◆ **WHAT TO DO**:
1) Rewrite the passage from the essay on kneeling that starts at "Anatomically, the knee" and ends at "within the body.", switching "joint" to "hinge".
2) In the essay on kneeling, what song is the national anthem said to be based on?

--- BEGIN TEXT BLOCK ---

Forgiveness Ceremony

Forgiveness Ceremony at Standing Rock Casino (c) 2016 Josh Morgan/ Huffington Post

The poet in me can’t resist the significance of knees in this week’s episode of America: 400 Years of Racial and Ethnic Culture in Conflict.  First there is the gesture itself: kneeling.  This is what people do when they propose marriage, what they do when they surrender, it is a universally accepted gesture of homage.  It is also an image that is depicted of European colonizers when they landed on the shores of this continent, often being described as kneeling in Christian prayer.  When I read Eric Reid’s Op-Ed reflection on why he and Colin Kaepernick landed on this gesture and not something more dramatic like turning their backs, I’m reminded that, like the history of resisting racism in this country, there are many different layers to how it actually works and what it all means in real time.

The poetry continues when you consider the fact that so many people today associate the playing of the national anthem at sporting events with honoring the armed forces.  A colleague of mine reminded me the other day that no one ever asked if anyone minded this association (which saw a big boost post 9/11).  The national anthem isn’t explicitly a battle cry (it is based on a drinking song).  But looking at the origins of the practice of playing the anthem which was recorded as first happening during a WWI era baseball game, it is very easy to understand the association.  Just in case you forgot, until after the end of WWII, both baseball and the US Military were segregated specifically against blacks.  Anyone who tells you that sports, race and military service have nothing to do with each other, tell them to read a book.

A final (but certainly not the last) piece of poetry that resonates with me is anatomical.  When I think of kneeling and conflict in the United States, the first thing that comes to mind is Wounded Knee.  In Western US culture and history, we are aware of the name “Wounded Knee” because of the massacre that occurred at Wounded Knee Creek.  This slaughter of Indian people (including children) may have taken place nearly 130 years ago, but the battle is ongoing.  The Wounded Knee Massacre is considered by American historians as the last armed conflict between whites and Indian people.  But these historians forget about the resistance at Wounded Knee in 1973.  And of course one just needs to think back a short 12 months ago and remember that descendants of the same Lakota Sioux people who were targeted at Wounded Knee were the same people under threat and ultimately forced off of Standing Rock.

Anatomically, the knee is a pretty amazing joint.  It is designed to absorb the most incredible forces that our bodies sustain.  Its strength and suppleness is the key to evolutionary human survival, allowing for us to run fast, jump and climb.  The knee allows the human body to dance and to create shapes and movements.  It is an incredible juncture within the body.

And human beings have also learned to thrive without knees.  Paralysis, injury, amputation have always opened up different ways to comprehend human movement without the knee.  You don’t need knees (functional or otherwise) to have a beating heart or a brilliant brain.  Even the name of the creek “wounded knee” (Čhaŋkpé Ópi Wakpála) honors a warrior who has lost use of this joint.

--- END TEXT BLOCK ---
--- BEGIN GIVEN ENTRIES ---

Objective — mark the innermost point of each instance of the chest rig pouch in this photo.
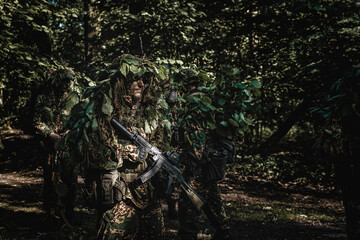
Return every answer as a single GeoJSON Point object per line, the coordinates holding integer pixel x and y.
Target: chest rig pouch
{"type": "Point", "coordinates": [112, 188]}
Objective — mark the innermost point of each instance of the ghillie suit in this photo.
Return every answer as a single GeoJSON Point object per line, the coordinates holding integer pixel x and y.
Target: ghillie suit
{"type": "Point", "coordinates": [111, 163]}
{"type": "Point", "coordinates": [61, 91]}
{"type": "Point", "coordinates": [340, 140]}
{"type": "Point", "coordinates": [208, 131]}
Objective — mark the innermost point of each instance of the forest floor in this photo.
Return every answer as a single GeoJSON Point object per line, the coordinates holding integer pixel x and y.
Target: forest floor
{"type": "Point", "coordinates": [257, 208]}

--- END GIVEN ENTRIES ---

◆ **FINAL ANSWERS**:
1)
Anatomically, the knee is a pretty amazing hinge.  It is designed to absorb the most incredible forces that our bodies sustain.  Its strength and suppleness is the key to evolutionary human survival, allowing for us to run fast, jump and climb.  The knee allows the human body to dance and to create shapes and movements.  It is an incredible juncture within the body.

2) A drinking song.